- _STATED GOAL_
Identify every line in the items below that contains the word "white" and copy each such line. Case counts.

- _GIVEN DATA_
++++++++++

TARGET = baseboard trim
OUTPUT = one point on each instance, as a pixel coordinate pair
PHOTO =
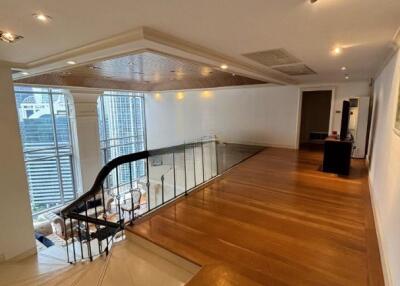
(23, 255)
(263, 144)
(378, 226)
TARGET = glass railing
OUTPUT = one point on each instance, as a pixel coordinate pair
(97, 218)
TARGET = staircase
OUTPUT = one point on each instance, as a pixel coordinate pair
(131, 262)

++++++++++

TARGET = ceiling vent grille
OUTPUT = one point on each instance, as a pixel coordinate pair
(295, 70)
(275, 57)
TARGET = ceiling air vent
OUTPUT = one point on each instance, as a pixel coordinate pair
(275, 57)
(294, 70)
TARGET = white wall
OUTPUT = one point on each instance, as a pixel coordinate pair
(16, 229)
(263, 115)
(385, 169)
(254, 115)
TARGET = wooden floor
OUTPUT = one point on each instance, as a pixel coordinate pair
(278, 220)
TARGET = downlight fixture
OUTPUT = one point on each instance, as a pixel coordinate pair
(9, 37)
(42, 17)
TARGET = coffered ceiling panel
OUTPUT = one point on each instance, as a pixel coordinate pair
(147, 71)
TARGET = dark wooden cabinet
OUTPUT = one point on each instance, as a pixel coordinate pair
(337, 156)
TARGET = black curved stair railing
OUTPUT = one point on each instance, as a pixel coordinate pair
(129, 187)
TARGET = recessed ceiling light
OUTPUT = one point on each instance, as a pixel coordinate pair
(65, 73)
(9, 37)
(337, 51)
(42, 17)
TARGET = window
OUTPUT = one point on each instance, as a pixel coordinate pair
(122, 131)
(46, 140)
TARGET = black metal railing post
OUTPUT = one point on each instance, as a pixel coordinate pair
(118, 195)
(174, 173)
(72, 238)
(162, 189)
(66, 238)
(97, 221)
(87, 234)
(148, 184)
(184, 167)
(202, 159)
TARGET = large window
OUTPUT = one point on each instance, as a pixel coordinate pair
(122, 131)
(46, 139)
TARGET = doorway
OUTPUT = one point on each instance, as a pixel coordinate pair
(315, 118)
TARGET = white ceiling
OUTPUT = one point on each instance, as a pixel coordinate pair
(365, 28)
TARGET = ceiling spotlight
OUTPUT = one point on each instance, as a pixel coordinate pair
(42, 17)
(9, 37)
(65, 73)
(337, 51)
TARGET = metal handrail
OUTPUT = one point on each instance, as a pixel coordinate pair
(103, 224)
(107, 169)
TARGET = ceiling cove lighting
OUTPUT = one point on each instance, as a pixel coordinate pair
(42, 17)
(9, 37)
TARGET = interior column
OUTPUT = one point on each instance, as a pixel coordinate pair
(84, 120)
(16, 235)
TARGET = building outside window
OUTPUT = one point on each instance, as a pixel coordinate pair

++++++++++

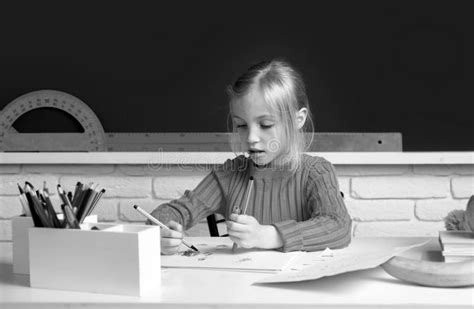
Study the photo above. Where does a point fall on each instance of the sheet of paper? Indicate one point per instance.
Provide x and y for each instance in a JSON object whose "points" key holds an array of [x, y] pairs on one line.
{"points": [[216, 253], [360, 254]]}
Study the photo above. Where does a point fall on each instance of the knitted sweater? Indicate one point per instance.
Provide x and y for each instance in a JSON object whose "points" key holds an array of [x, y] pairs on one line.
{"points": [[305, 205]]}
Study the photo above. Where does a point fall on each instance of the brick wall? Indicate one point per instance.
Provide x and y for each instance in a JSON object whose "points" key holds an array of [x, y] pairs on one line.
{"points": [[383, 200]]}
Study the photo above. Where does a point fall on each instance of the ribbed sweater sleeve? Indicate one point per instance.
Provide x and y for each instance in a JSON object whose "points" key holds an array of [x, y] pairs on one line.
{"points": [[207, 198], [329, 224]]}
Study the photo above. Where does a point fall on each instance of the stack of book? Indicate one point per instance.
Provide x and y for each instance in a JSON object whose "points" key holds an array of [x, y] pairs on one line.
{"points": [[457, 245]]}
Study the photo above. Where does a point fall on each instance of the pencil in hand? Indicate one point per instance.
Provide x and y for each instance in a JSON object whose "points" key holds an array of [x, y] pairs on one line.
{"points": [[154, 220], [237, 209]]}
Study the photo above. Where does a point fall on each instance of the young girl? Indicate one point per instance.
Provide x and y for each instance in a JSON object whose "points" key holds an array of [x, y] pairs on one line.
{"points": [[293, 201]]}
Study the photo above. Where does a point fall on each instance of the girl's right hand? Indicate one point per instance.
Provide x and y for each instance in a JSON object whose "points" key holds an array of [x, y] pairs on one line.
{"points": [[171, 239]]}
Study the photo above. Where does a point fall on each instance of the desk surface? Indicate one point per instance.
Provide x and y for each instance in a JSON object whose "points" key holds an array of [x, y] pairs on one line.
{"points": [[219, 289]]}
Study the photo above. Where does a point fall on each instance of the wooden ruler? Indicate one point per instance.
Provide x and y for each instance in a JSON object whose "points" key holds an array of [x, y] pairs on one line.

++++++++++

- _ANSWER TO THIS TASK_
TARGET = white wall
TARGET = white ceiling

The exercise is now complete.